§ **TASK STATEMENT**: The required copy runs from the first line of the material through the line containing "of the palm", exactly as written and without pictures.

►

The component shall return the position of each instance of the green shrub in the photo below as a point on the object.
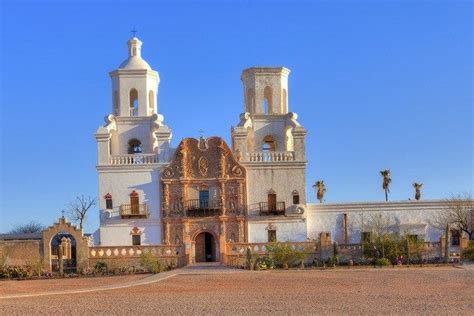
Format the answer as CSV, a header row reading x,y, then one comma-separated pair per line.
x,y
151,262
36,266
265,263
101,267
15,272
285,255
383,262
391,246
468,253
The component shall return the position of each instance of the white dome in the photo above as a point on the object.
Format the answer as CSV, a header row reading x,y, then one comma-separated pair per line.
x,y
134,62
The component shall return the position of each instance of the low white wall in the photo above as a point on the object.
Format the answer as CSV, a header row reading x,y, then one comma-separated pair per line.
x,y
330,218
119,234
285,231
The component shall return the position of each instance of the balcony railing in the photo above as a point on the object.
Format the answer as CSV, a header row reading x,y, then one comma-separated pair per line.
x,y
134,159
134,211
202,208
277,208
271,156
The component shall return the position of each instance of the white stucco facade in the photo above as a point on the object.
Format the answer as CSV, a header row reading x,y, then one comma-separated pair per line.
x,y
134,147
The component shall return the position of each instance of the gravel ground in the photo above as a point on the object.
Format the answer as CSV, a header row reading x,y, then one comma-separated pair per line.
x,y
35,286
376,291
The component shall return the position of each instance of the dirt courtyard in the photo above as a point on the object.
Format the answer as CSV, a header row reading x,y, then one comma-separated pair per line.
x,y
368,291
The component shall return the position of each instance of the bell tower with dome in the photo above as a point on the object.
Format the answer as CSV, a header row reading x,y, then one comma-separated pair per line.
x,y
135,84
133,146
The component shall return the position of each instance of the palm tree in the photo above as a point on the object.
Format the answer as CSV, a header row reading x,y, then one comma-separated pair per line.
x,y
321,188
417,187
386,182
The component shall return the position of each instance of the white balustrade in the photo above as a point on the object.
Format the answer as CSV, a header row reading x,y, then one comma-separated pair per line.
x,y
133,159
271,156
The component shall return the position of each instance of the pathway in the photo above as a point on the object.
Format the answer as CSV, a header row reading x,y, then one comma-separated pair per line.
x,y
198,268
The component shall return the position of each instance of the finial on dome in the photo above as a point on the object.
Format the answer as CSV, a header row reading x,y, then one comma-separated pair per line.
x,y
134,45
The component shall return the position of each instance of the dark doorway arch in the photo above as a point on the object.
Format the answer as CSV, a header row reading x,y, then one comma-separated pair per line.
x,y
67,243
205,247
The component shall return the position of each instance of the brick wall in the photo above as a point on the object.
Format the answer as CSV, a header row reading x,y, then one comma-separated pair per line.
x,y
20,252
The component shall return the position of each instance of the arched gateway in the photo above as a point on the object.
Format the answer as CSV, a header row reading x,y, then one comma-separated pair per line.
x,y
64,239
203,198
205,247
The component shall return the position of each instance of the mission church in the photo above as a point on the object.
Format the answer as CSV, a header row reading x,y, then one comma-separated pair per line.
x,y
206,193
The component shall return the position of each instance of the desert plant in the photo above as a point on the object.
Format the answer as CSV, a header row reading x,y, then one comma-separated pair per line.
x,y
31,227
3,258
36,266
16,272
383,262
101,267
265,263
417,187
468,253
320,190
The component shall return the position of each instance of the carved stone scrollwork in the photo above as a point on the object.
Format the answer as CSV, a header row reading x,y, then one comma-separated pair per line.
x,y
203,166
166,198
237,171
167,173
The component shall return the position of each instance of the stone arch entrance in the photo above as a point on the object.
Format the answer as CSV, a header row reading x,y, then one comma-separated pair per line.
x,y
205,249
78,242
63,245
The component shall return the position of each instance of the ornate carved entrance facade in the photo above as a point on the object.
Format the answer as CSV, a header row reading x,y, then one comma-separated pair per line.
x,y
203,200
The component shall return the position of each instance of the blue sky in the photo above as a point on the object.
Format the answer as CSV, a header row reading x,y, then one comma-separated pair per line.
x,y
378,84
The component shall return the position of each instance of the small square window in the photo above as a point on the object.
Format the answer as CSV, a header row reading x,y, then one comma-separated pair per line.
x,y
272,236
455,237
366,237
136,240
109,204
296,199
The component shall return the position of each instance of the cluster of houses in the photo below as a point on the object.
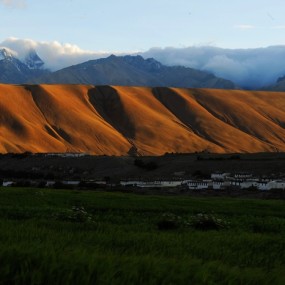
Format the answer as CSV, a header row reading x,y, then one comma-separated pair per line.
x,y
216,182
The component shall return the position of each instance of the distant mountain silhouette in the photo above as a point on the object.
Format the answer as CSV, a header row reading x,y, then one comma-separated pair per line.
x,y
134,71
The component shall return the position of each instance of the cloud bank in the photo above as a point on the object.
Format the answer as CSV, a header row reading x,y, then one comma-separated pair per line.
x,y
14,3
248,68
54,54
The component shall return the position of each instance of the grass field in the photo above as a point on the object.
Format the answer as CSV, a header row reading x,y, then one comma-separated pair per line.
x,y
46,237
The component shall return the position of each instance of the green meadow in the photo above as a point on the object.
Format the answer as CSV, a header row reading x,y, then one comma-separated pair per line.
x,y
50,236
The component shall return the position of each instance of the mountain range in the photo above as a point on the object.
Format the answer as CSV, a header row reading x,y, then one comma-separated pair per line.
x,y
115,120
126,70
113,70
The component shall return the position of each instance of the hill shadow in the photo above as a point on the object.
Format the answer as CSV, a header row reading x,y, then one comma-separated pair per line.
x,y
108,103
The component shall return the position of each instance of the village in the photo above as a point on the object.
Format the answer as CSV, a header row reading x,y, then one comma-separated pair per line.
x,y
217,181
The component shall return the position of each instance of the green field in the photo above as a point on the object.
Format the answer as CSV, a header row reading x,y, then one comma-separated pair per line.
x,y
116,239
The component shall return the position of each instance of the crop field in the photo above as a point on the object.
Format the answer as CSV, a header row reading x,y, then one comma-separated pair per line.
x,y
50,236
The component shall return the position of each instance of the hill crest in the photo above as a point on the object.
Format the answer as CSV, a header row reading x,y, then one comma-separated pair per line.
x,y
116,120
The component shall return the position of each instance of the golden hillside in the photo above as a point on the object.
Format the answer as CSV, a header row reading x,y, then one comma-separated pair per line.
x,y
114,120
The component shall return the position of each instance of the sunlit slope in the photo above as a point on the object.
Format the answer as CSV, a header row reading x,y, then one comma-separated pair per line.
x,y
115,120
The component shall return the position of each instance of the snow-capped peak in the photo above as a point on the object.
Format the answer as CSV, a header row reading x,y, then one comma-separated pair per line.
x,y
32,60
6,54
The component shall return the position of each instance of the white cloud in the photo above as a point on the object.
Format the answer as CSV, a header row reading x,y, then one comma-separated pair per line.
x,y
14,3
244,27
54,54
252,68
279,27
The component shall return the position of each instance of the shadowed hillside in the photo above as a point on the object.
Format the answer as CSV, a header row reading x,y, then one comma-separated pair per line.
x,y
115,120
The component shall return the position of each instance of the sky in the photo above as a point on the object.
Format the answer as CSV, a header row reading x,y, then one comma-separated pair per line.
x,y
243,41
137,25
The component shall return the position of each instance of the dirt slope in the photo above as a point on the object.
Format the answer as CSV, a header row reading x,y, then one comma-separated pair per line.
x,y
115,120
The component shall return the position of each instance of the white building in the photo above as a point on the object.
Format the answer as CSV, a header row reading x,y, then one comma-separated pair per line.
x,y
276,184
219,175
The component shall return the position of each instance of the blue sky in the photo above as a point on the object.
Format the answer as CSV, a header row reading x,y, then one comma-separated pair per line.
x,y
243,41
137,25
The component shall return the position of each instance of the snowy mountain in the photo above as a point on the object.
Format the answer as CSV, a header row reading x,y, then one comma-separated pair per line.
x,y
15,71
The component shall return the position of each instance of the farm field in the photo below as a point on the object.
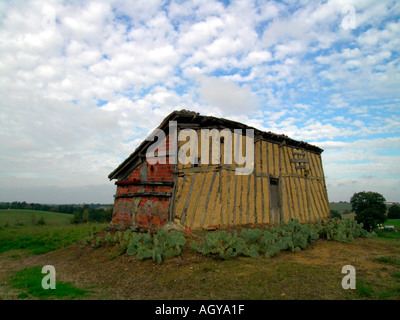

◄

§ **WRITTEN RESPONSE**:
The component shall return the position of each instance of the green shrub in the photo below as a point on the object.
Format the answer as CSV, a header row reading x,y, then one comma-separated pair per line.
x,y
151,262
36,266
265,263
101,267
15,272
285,255
383,262
391,246
468,253
The component shall return the position of each instance of the white dome in the photo above as a point on the object.
Format the answer as CSV, a header row reading x,y, then one comma-separated pair per line.
x,y
134,62
The component shall return the position of each instance of the low white wall in the photo above as a point on the object.
Format the answer as CSV, a header row reading x,y, then one comma-separated pair per line.
x,y
330,218
119,234
285,231
The component shall return the position of each instance of the balcony railing in the photo above as a point on the object.
Format the answer as CSV, a header row reading x,y, then one comma-separated pair per line.
x,y
134,159
134,211
202,208
277,208
271,156
The component shall return the position of each instance of the white stucco facade in the photo above as a point on the object.
Format the answer as CSV, a header row reading x,y, then one comma-separated pair per line.
x,y
134,147
The component shall return the position of each instance of the gravel ground in the photo above as a point on the object.
Format the answer as CSV, a header row reading x,y, then one comma-separated pair per line.
x,y
35,286
376,291
The component shall return the position of each instance of the dirt courtyard in the photo above as a point on the object.
Format the answer as CSV, a header row reading x,y, then one comma-separated pair per line.
x,y
368,291
The component shall return the position of each instance of the bell tower with dome in the photo above as a point on the object.
Format the answer as CSV, a header row reading x,y, then one comma-separated pair per line.
x,y
135,84
133,146
The component shall return the position of each instance of the palm tree in the photo above as a point on the object.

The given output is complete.